Repeat, word for word, all the data that follows, and exclude the pictures.

=== Begin Enclosure ===

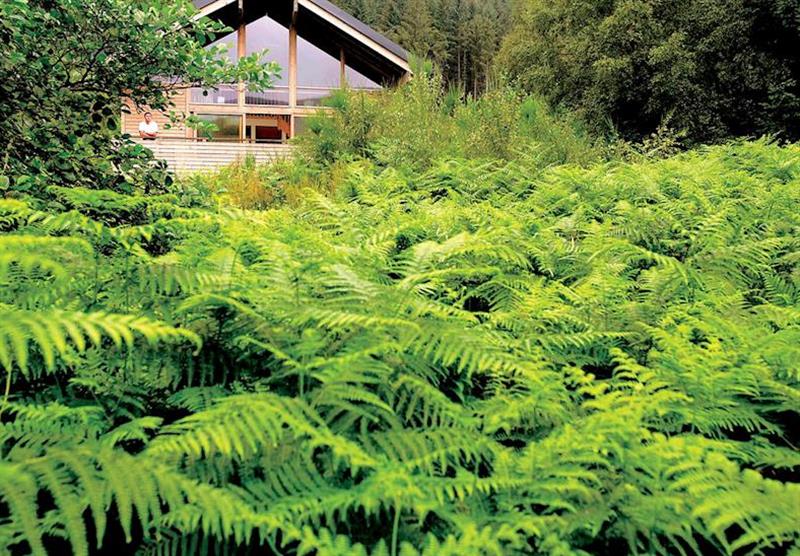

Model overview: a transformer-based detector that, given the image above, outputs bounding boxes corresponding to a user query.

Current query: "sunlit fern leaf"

[660,442,800,554]
[362,429,496,475]
[296,527,370,556]
[0,463,46,555]
[167,386,230,412]
[241,450,329,505]
[0,308,200,375]
[147,393,377,469]
[135,263,228,297]
[311,382,401,432]
[102,417,164,448]
[389,374,472,428]
[414,525,510,556]
[1,402,107,448]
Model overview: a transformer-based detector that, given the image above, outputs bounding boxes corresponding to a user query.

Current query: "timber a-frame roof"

[192,0,411,85]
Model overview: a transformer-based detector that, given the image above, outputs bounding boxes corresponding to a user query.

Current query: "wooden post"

[237,3,246,111]
[289,23,297,111]
[184,87,192,139]
[340,47,346,88]
[237,0,246,140]
[288,0,298,138]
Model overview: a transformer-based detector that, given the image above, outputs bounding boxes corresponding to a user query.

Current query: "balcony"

[189,85,342,109]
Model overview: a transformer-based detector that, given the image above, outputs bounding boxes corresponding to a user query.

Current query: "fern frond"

[0,308,200,375]
[148,393,377,468]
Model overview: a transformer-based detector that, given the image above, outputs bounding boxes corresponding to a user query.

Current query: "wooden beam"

[185,88,192,138]
[289,21,297,110]
[297,0,411,74]
[194,0,237,20]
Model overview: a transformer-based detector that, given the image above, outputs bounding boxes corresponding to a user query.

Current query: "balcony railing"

[245,87,289,106]
[191,85,291,107]
[190,85,344,108]
[297,86,337,107]
[190,85,239,105]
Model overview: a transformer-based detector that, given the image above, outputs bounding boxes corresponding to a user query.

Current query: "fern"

[1,141,798,555]
[0,308,199,376]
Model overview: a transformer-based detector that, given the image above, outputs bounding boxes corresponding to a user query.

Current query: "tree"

[392,0,448,64]
[497,0,800,143]
[333,0,513,95]
[0,0,278,195]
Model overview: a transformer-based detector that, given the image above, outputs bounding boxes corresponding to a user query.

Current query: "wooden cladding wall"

[137,140,294,173]
[122,89,191,139]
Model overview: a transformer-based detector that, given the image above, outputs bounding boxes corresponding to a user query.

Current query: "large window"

[198,16,388,110]
[246,15,290,106]
[246,15,289,86]
[196,115,241,141]
[297,37,341,106]
[293,116,313,137]
[191,85,238,105]
[345,66,382,90]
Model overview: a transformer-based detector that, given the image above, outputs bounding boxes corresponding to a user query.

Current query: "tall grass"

[296,69,604,171]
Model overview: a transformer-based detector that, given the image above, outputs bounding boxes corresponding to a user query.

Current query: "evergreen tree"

[392,0,447,64]
[332,0,512,94]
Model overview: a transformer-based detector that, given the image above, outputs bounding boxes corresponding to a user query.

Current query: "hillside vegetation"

[1,140,799,554]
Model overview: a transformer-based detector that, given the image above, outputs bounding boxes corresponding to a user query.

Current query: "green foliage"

[296,71,603,170]
[0,0,279,194]
[0,140,798,554]
[497,0,800,143]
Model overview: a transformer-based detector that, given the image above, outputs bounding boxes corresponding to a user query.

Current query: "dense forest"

[1,0,799,555]
[334,0,511,95]
[497,0,800,143]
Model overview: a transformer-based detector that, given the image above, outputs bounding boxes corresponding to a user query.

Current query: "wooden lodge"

[122,0,411,172]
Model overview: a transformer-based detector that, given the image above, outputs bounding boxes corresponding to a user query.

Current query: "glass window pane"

[297,88,337,107]
[245,88,289,106]
[190,85,238,105]
[246,15,289,86]
[297,36,341,88]
[293,117,311,136]
[345,66,382,90]
[196,114,241,141]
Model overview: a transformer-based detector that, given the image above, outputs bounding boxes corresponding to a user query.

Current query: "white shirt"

[139,121,159,134]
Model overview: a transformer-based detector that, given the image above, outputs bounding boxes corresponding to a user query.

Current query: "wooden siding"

[122,90,191,139]
[138,140,294,173]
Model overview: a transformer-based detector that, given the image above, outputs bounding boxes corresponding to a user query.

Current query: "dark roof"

[191,0,409,83]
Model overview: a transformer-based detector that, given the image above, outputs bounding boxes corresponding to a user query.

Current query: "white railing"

[189,85,379,108]
[245,86,290,106]
[190,85,238,105]
[297,86,337,107]
[136,138,294,173]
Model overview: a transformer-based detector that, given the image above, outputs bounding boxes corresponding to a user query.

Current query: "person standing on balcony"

[138,112,159,140]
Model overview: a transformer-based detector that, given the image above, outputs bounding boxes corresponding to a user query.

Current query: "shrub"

[295,69,604,171]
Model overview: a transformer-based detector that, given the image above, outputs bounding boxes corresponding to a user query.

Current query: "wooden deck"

[137,140,295,173]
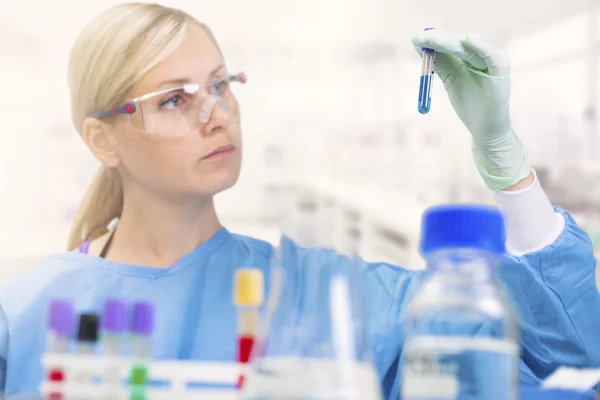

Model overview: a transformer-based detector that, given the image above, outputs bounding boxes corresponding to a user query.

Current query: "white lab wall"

=== End Enclosure ===

• ANSWER TO THE EXERCISE:
Model overview: a transformer-based detector that, given the image above, outputs bounding boxes corresponding to a user query.

Current query: "sunlit fern leaf"

[660,442,800,554]
[362,429,496,475]
[296,527,370,556]
[0,463,46,555]
[167,386,230,412]
[241,450,329,505]
[0,308,200,375]
[147,393,377,469]
[135,263,228,297]
[311,382,401,432]
[102,417,164,448]
[389,374,472,428]
[414,525,510,556]
[1,402,107,448]
Model overview: a transformer-based detector that, given the image above, outputs bounding boxes corresponding to a user query.

Current query: "timber a-frame roof"

[192,0,411,85]
Model overview: a transformer-based detector that, given the image above, outputs bounding boxes corresponding to a user query.

Current query: "wooden post"

[237,3,246,111]
[289,23,297,111]
[184,87,192,139]
[340,47,346,88]
[237,0,246,140]
[288,0,298,138]
Model overview: a transformer-based detector that, given the image above, outputs bounding boxes corresponding to a user query.

Current query: "balcony"

[189,85,342,109]
Model overview: a transformer-based detector that, given the image above, outputs bounding boxes corresponding to a user query.

Current query: "fern frond"

[0,308,200,375]
[148,393,377,468]
Model overview: a transformer-based detector that, given the image above, outputs bounding boxes corresponding to a user query.

Current query: "wooden beam"

[185,88,192,138]
[289,21,297,110]
[297,0,411,74]
[194,0,237,20]
Model overview: a transformer-based detector that, given the image above, outputs bounding boxes corresponding to a user query.

Current query: "balcony railing"

[245,87,289,106]
[191,85,291,107]
[190,85,344,108]
[297,86,337,107]
[190,85,239,105]
Model overview: a transformer-based detector that, given the image above, outputs bounding boxes corresponding to a user query.

Current query: "fern"

[1,141,798,555]
[0,308,199,376]
Model overview: a transformer-based detector that, given the image above, outputs bounding boxes corresponding to a user query.

Current query: "tree"

[392,0,448,64]
[497,0,800,143]
[333,0,513,95]
[0,0,278,195]
Model overview: a transformer-based detector that, given the image above, outputs bounding boxes corresponding to a user query.

Current query: "wooden cladding wall"

[137,140,294,173]
[122,89,191,139]
Model overview: a transformer-based detector that, given the image above, outputs bounding boxes corresponding to a user query.

Current query: "large window"

[198,16,388,110]
[246,15,290,106]
[246,15,289,86]
[196,115,241,141]
[297,37,341,106]
[293,116,313,137]
[191,85,238,105]
[345,66,382,90]
Model overview: a transformer-based detector that, given the image above, outputs bounding boxes corresponding to a user query.

Current query: "tall grass"

[296,69,604,171]
Model overview: a transformer-based detector that, given the image above, outputs bounding boxes corresponding to a user query.

Current query: "evergreen tree"

[392,0,447,64]
[332,0,512,94]
Model overview: a transformer-based detector that, given the image above, outputs bounding boxes corresponding to a user query.

Current query: "hillside vegetation"

[1,140,799,554]
Model overview: a transformer-based detector that, given the image above, outputs bounding boxes corresponding to a user query.

Current query: "green foliage"

[296,71,603,170]
[0,0,279,194]
[0,140,798,554]
[497,0,800,143]
Model overview: a transformer-based detector that, given the image above, outputs bounding boxes corresponding to a user query.

Current query: "dense forest"

[1,0,799,555]
[334,0,511,95]
[497,0,800,143]
Model overview: a transformer-based detector that, given the image above, outputs bounding boxes corresponding to a user query.

Current query: "wooden lodge"

[122,0,411,172]
Model overview: a transformer-based detector that, given the image above, outputs bounding boxes corresponding to a user query.

Current query: "glass window pane"

[297,88,337,107]
[245,88,289,106]
[190,85,238,105]
[246,15,289,86]
[297,36,341,88]
[293,117,311,136]
[345,66,382,90]
[196,114,241,141]
Model overview: a transformer-based detector that, given the image above, outputs bounding boxes corresponding to a user query.

Current query: "white shirt"

[139,121,159,134]
Model overview: a transformer-based detector that, given the image above, outputs bounding boxes corresponding to a user query.

Current query: "wooden siding"

[122,90,191,139]
[138,140,294,173]
Model overview: a transformer-based detector that, given the image above, outputs bounding boxes corresponding to a user query.

Current query: "dark roof"

[191,0,409,83]
Model overview: a transformer-based detector that, given the image above, outputs bounding boxes corresponding to a user query.

Current query: "white railing"

[189,85,379,108]
[245,86,290,106]
[190,85,238,105]
[297,86,337,107]
[136,138,294,173]
Model overview: a transformer-based detector that, given the image above, outputs bounding boxes corresponding to a user query.

Current query: "person standing on balcony"

[138,112,159,140]
Model overview: a transformer-based detector that, given the image above, outputs bounding boxes corresponding to a user query.

Current query: "shrub"

[295,69,604,171]
Model overview: a transformer-based detector that, given the image above, outputs bounding boxes corresponding to a user query.

Current query: "wooden deck"

[137,140,295,173]

Model overview: a transformer-based detector that, given the image above, outputs bounding boxes corresponding to a user query.

Current query: "white lab wall"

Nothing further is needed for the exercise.